#### [Problem details]
Below is a listing to write out in full, exactly as given, without its pictures.

#### [Data in this exercise]

((

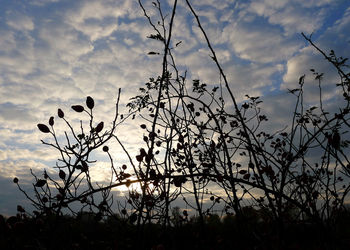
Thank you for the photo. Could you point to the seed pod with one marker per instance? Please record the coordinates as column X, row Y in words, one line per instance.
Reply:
column 62, row 174
column 78, row 108
column 90, row 102
column 60, row 113
column 40, row 183
column 43, row 128
column 99, row 127
column 51, row 121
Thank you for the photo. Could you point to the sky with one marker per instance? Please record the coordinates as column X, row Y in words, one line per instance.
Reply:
column 54, row 53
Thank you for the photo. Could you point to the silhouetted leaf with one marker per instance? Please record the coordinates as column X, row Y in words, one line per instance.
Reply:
column 20, row 209
column 51, row 121
column 60, row 113
column 90, row 102
column 62, row 175
column 84, row 167
column 99, row 127
column 78, row 108
column 43, row 128
column 242, row 171
column 40, row 183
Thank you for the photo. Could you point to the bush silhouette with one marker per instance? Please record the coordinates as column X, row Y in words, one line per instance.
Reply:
column 194, row 135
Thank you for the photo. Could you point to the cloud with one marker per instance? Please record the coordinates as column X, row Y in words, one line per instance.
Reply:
column 19, row 21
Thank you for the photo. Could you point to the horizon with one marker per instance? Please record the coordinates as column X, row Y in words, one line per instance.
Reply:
column 55, row 53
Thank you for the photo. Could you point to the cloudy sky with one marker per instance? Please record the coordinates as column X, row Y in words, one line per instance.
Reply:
column 54, row 53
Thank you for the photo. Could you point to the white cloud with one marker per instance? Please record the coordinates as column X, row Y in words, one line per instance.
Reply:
column 19, row 21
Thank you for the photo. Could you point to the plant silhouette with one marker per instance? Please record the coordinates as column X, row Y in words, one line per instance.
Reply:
column 199, row 139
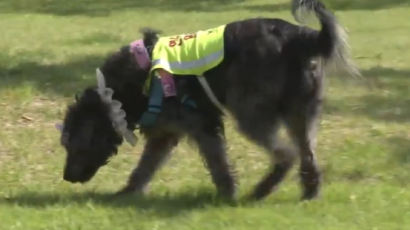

))

#### [Task result]
Thank you for the photo. Could you point to the seed pod with one marker per instance? Please record the coordinates as column X, row Y in words, one line per instance.
Reply:
column 62, row 174
column 78, row 108
column 90, row 102
column 60, row 113
column 40, row 183
column 43, row 128
column 99, row 127
column 51, row 121
Thank you for the photo. Could you point to the sky with one marker per instance? Please record the coordinates as column X, row Y in words, one line per instance.
Reply:
column 54, row 53
Thank you for the photo. Could you point to the silhouetted leaf with one marker per instance? Please record the coordinates as column X, row Y in words, one line per instance.
Reply:
column 20, row 209
column 51, row 121
column 60, row 113
column 90, row 102
column 62, row 175
column 84, row 167
column 99, row 127
column 78, row 108
column 43, row 128
column 242, row 171
column 40, row 183
Thank you for the photo. Could you point to the bush silhouette with one marker per instance? Please record the coordinates as column X, row Y in words, one line per instance.
Reply:
column 194, row 135
Thank you for the photo. Could you point to the cloud with one marker per instance? Please record the coordinates as column X, row Y in words, one line per instance.
Reply:
column 19, row 21
Thank you for the photo. Could you point to the horizon with one marker per instance? Please record the coordinates as column X, row Y in words, one line per instance.
Reply:
column 55, row 53
Thank you for the photo. Could you point to the cloudy sky with one marker per instance? Please record the coordinates as column X, row Y in words, one line per instance.
Reply:
column 54, row 53
Thank you for the photo. Could you point to the white cloud with one marker per instance? Please record the coordinates as column X, row Y in words, one line per instance.
Reply:
column 19, row 21
Thank you for the photo. Could you point to the plant silhouette with one marker per instance? Please record the coordinates as column X, row Y in words, one line per instance.
Reply:
column 199, row 139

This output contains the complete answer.